Extracted records:
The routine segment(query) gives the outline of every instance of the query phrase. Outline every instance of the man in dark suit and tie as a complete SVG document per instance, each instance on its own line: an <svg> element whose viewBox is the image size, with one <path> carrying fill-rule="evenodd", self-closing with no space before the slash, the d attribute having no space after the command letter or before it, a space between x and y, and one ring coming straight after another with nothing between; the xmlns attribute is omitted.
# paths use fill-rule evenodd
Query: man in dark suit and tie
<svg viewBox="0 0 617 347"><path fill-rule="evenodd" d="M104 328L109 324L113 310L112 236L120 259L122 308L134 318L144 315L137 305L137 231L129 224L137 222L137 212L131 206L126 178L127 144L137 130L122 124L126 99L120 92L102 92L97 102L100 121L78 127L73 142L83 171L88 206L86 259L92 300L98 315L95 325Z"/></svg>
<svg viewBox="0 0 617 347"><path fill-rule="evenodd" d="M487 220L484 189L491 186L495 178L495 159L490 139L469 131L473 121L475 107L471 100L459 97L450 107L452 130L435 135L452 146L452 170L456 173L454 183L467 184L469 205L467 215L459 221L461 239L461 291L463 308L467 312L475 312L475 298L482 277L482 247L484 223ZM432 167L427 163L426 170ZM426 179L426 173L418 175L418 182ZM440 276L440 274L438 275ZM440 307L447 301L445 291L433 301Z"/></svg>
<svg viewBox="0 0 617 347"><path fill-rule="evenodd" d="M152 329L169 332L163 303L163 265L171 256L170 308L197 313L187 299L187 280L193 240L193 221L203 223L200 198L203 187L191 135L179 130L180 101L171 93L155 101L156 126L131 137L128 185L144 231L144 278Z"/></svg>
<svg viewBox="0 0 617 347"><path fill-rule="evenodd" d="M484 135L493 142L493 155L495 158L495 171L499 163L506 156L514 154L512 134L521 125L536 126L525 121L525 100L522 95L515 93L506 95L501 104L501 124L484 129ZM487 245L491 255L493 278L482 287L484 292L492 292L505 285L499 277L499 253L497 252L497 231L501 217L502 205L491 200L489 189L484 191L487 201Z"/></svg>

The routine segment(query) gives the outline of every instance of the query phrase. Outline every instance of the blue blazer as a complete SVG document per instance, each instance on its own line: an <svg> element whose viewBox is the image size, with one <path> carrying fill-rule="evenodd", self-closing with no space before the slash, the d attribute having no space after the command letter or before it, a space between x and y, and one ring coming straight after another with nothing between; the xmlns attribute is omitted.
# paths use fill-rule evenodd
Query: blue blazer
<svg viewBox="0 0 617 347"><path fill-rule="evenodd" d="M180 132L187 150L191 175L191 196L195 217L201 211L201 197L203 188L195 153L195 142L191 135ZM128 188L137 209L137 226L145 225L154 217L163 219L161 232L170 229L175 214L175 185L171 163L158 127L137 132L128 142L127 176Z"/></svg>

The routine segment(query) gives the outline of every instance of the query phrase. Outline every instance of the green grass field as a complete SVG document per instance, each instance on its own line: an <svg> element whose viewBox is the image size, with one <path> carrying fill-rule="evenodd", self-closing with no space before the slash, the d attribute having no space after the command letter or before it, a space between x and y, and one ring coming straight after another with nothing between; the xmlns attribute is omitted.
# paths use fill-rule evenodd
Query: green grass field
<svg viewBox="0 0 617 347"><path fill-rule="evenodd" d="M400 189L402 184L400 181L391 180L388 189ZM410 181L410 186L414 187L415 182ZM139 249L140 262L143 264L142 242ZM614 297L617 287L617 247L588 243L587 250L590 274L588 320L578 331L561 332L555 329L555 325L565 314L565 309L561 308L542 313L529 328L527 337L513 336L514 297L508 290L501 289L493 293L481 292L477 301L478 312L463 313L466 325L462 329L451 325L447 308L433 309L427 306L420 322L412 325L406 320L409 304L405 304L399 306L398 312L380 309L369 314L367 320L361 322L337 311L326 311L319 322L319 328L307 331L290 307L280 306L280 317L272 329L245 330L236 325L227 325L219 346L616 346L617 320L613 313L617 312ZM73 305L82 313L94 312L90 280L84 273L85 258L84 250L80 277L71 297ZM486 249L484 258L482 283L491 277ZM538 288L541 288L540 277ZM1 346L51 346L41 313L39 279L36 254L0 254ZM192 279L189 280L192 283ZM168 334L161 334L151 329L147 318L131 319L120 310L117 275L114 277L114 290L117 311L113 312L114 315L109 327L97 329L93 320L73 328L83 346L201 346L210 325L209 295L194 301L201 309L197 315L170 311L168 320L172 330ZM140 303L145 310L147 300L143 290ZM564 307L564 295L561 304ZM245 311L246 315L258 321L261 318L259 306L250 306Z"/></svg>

__What is being asked__
Update the lines above by changing every "routine" to "function", keeping everything else the same.

__Exercise output__
The function segment(query) gives the outline of every instance of the query phrase. Outline every instance of the man in dark suit and tie as a complete SVG document per instance, each instance on its own line: an <svg> element whose viewBox is the image size, with one <path> carrying fill-rule="evenodd", self-closing with no space before the slash, the d attribute having no space after the command letter or before it, a space between x and y, and one ring coming straight after another with nothing between; the xmlns attribute is omitted.
# paths use fill-rule evenodd
Query: man in dark suit and tie
<svg viewBox="0 0 617 347"><path fill-rule="evenodd" d="M104 328L109 324L113 310L112 236L120 259L122 308L134 318L144 315L137 305L137 231L129 224L137 222L137 212L131 206L126 178L127 144L137 130L122 124L126 99L120 92L102 92L97 102L100 121L78 127L73 142L83 171L88 206L86 259L92 300L98 315L95 325Z"/></svg>
<svg viewBox="0 0 617 347"><path fill-rule="evenodd" d="M487 220L484 189L491 186L495 178L495 159L490 139L469 131L473 121L475 107L471 100L459 97L450 107L452 130L435 135L452 146L452 170L456 173L454 183L467 184L469 205L467 215L459 221L461 239L461 291L463 308L467 312L475 312L475 298L482 277L482 247L484 223ZM432 167L427 163L426 170ZM426 179L426 173L418 175L418 182ZM440 276L440 274L438 275ZM440 307L447 301L445 291L433 301Z"/></svg>
<svg viewBox="0 0 617 347"><path fill-rule="evenodd" d="M152 329L169 332L163 303L163 265L171 256L170 308L197 313L187 299L187 280L193 240L193 221L203 223L200 198L203 187L191 135L179 130L180 101L171 93L155 101L156 126L131 137L128 185L144 231L144 278Z"/></svg>
<svg viewBox="0 0 617 347"><path fill-rule="evenodd" d="M484 135L493 142L493 155L495 158L495 171L499 163L506 156L514 154L512 134L521 125L536 126L525 121L525 100L522 95L515 93L506 95L501 104L501 124L484 129ZM487 245L491 255L493 278L482 287L484 292L492 292L505 285L499 277L499 253L497 252L497 231L501 217L502 205L491 200L489 189L484 191L487 201Z"/></svg>

The function segment(query) gives the outline of every instance of the query phrase. Outline every instance of the blue blazer as a complete SVG document per instance, each instance on its own line: an <svg> element whose viewBox is the image size, with one <path> carrying fill-rule="evenodd", self-closing with no space before the slash, the d attribute having no space after the command letter or before it, a space between x and y, and one ring coming straight after another with nothing between; the xmlns attribute is omitted.
# paths use fill-rule evenodd
Query: blue blazer
<svg viewBox="0 0 617 347"><path fill-rule="evenodd" d="M180 132L187 150L191 175L191 196L195 217L201 211L201 197L203 188L195 153L195 142L191 135ZM128 188L137 209L137 226L145 225L154 217L163 219L161 232L170 229L175 214L175 185L171 163L158 127L137 132L128 142L127 176Z"/></svg>

The function segment(query) gives the outline of every instance of the query phrase. Outline every instance of the green grass field as a complete SVG document per instance, each instance on its own line: an <svg> element whose viewBox is the image size, with one <path> carrying fill-rule="evenodd", self-closing with no space before the slash, the d attribute having no space after the command letter or before it, a space between x and y, and one ring coming straight after another with nothing between; the xmlns attribute is omitted.
# paths use fill-rule evenodd
Query: green grass field
<svg viewBox="0 0 617 347"><path fill-rule="evenodd" d="M400 189L402 184L400 181L391 180L388 189ZM410 181L410 186L414 187L415 182ZM139 249L140 262L143 264L142 242ZM614 297L617 287L617 247L588 243L587 250L590 274L588 320L578 331L561 332L555 329L555 325L565 314L565 309L561 308L542 313L529 328L527 337L513 336L514 297L508 290L501 289L493 293L481 292L477 301L478 312L463 313L466 325L462 329L451 325L447 308L433 309L427 306L420 322L412 325L406 320L409 304L405 304L399 306L398 312L380 309L369 314L367 320L361 322L337 311L326 311L319 322L319 328L307 331L290 307L280 306L280 317L272 329L245 330L236 325L227 325L219 346L616 346L617 320L613 313L617 312ZM73 305L82 313L94 312L90 280L84 273L85 258L84 250L80 277L71 297ZM486 249L484 258L482 283L491 277ZM538 288L541 288L540 277ZM1 346L51 346L41 313L39 279L36 254L0 254ZM192 279L189 280L192 283ZM168 334L161 334L151 329L147 318L131 319L120 310L117 275L114 277L114 290L117 311L113 312L114 315L109 327L97 329L93 320L73 328L83 346L201 346L210 325L209 295L194 301L201 309L197 315L170 311L168 320L172 330ZM140 303L145 310L147 300L143 290ZM564 307L564 295L561 304ZM245 311L246 315L258 321L261 318L259 306L250 306Z"/></svg>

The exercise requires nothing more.